TEXT UNDER STUDY:
________________

What My Years in Journalism Taught Me About Creativity


This reflection is not intended to represent any institution. It is simply a personal attempt to make sense of a formative chapter in my life, one that shaped how I now understand media, development, and the fragile relationship between intention and impact.

I began my career as a journalist at a time when digital media was still trying to define itself. Looking back, what I remember most is not the excitement of publishing stories or the satisfaction of seeing articles go viral. What remains with me is a quieter, more persistent question: What does it truly mean to communicate in an age of endless attention?

Eleven years ago, I joined a newly established digital media platform as a young reporter. Along with nineteen others, I was given a task that felt both ambitious and abstract: to help build a space for “young and creative journalism”.

At the time, I imagined journalism as a structured profession, one that followed familiar routines of reporting, writing, and editing. Instead, I entered a newsroom that functioned more like a laboratory.

On some days, we created memes designed to capture fleeting online trends. On others, we worked on video stories about politics, mining, or social issues that demanded sensitivity and depth. The boundaries between entertainment, information, and public interest were constantly negotiated.

This was not merely a period of professional experimentation. It was a moment when media itself was searching for its identity.

Our roles were deliberately fluid. Every few months, reporters rotated between desks, moving from celebrity coverage to policy discussions, from lifestyle features to investigative angles.

This constant transition required more than technical competence. It demanded intellectual humility, the willingness to admit how little one truly understands when entering a new topic or community.

In hindsight, this rhythm of adaptation mirrored the experience of many young professionals navigating rapidly changing industries. We were not only learning how to produce content. We were learning how to remain relevant in environments where relevance could expire overnight.

Like many emerging digital outlets, we looked outward for inspiration. Global platforms demonstrated how humour, visual storytelling, and data-driven strategies could transform audience engagement. Yet translation is never straightforward.

Content that resonated strongly in one cultural context could feel distant or irrelevant in another. Articles exploring scientific or policy issues often attracted modest readership, while lighter, more entertaining pieces generated significantly higher traffic.

This imbalance was not simply a matter of audience preference. It reflected deeper questions about media literacy, trust, and the emotional economies that shape public attention.

For a young journalist, this tension could be disorienting. Was success measured by reach, by depth, or by responsibility? The challenge was not only to produce stories. It was to reconcile competing definitions of value.

My later transition into video journalism intensified these questions. Visual storytelling required clarity and immediacy. Complex issues such as mining governance or public health had to be translated into narratives that could hold attention within seconds.

Collaboration became essential. Editors, producers, designers, and data teams worked together to shape how stories travelled across platforms.

________________

GIVEN RECORDS:
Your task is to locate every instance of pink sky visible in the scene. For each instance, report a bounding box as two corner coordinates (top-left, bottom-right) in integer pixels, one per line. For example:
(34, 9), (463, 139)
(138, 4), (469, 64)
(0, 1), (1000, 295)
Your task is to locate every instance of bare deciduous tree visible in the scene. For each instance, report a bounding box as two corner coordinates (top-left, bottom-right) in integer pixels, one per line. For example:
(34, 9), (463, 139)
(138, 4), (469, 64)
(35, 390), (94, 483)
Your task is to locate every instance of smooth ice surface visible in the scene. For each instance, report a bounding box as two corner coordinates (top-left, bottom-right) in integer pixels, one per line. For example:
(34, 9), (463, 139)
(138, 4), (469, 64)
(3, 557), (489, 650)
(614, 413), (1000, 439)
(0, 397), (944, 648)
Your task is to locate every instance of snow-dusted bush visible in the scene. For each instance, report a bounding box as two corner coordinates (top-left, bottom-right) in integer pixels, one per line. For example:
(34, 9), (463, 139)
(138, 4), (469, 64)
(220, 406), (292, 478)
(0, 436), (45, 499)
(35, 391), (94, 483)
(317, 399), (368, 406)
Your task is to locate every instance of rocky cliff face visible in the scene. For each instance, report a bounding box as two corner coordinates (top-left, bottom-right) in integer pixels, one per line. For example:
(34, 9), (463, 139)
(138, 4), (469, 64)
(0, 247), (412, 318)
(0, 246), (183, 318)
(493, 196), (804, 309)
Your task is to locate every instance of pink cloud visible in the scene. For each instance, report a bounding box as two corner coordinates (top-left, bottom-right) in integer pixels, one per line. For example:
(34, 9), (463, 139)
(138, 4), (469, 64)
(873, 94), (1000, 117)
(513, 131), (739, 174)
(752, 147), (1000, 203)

________________

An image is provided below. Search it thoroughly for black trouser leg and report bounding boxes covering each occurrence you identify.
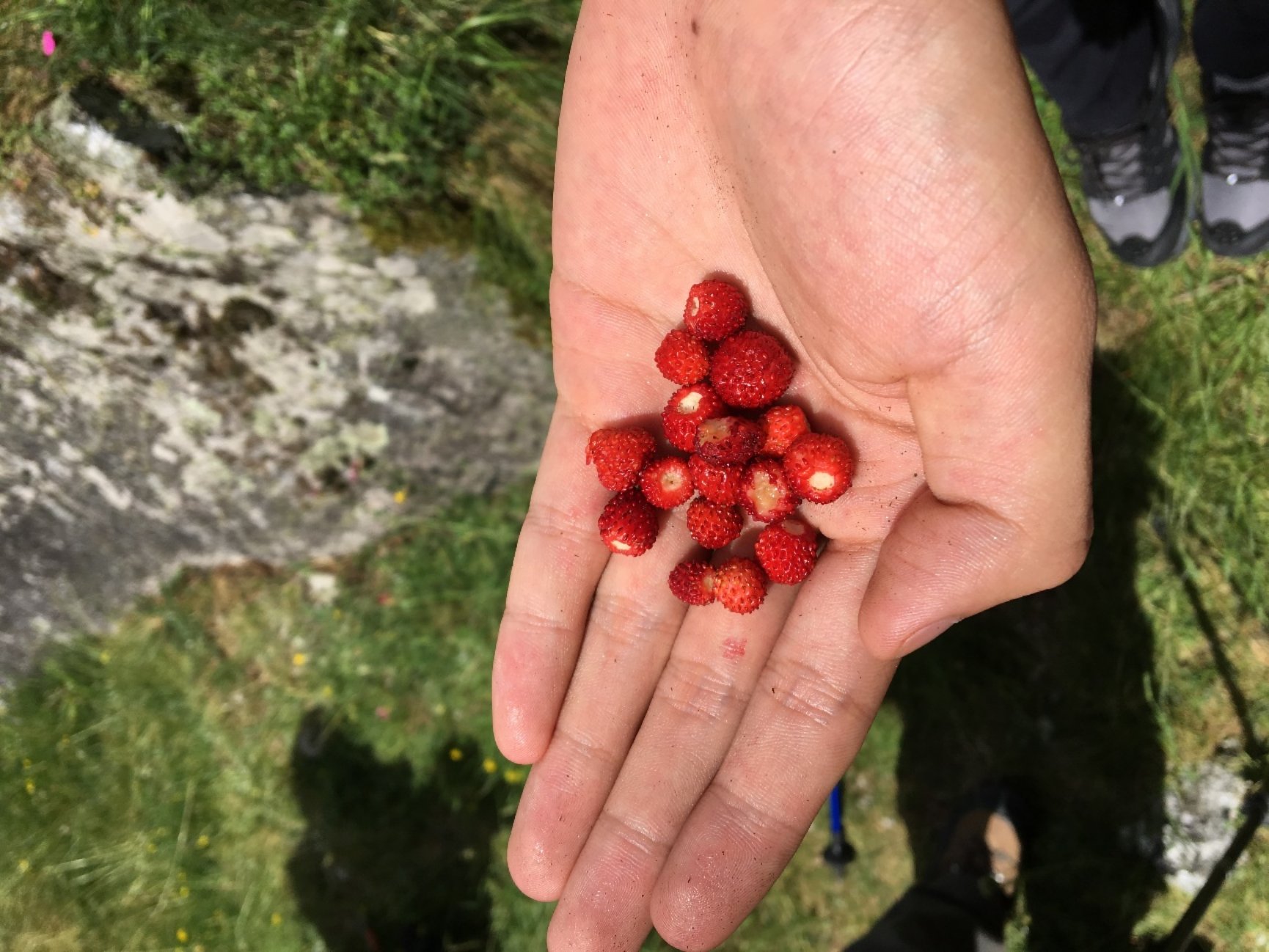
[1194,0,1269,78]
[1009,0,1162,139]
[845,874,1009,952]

________________

EXERCISE:
According to the journalism reflection, what did the newsroom function more like? The listing plays no part in what comes next.

WRITTEN RESPONSE:
A laboratory.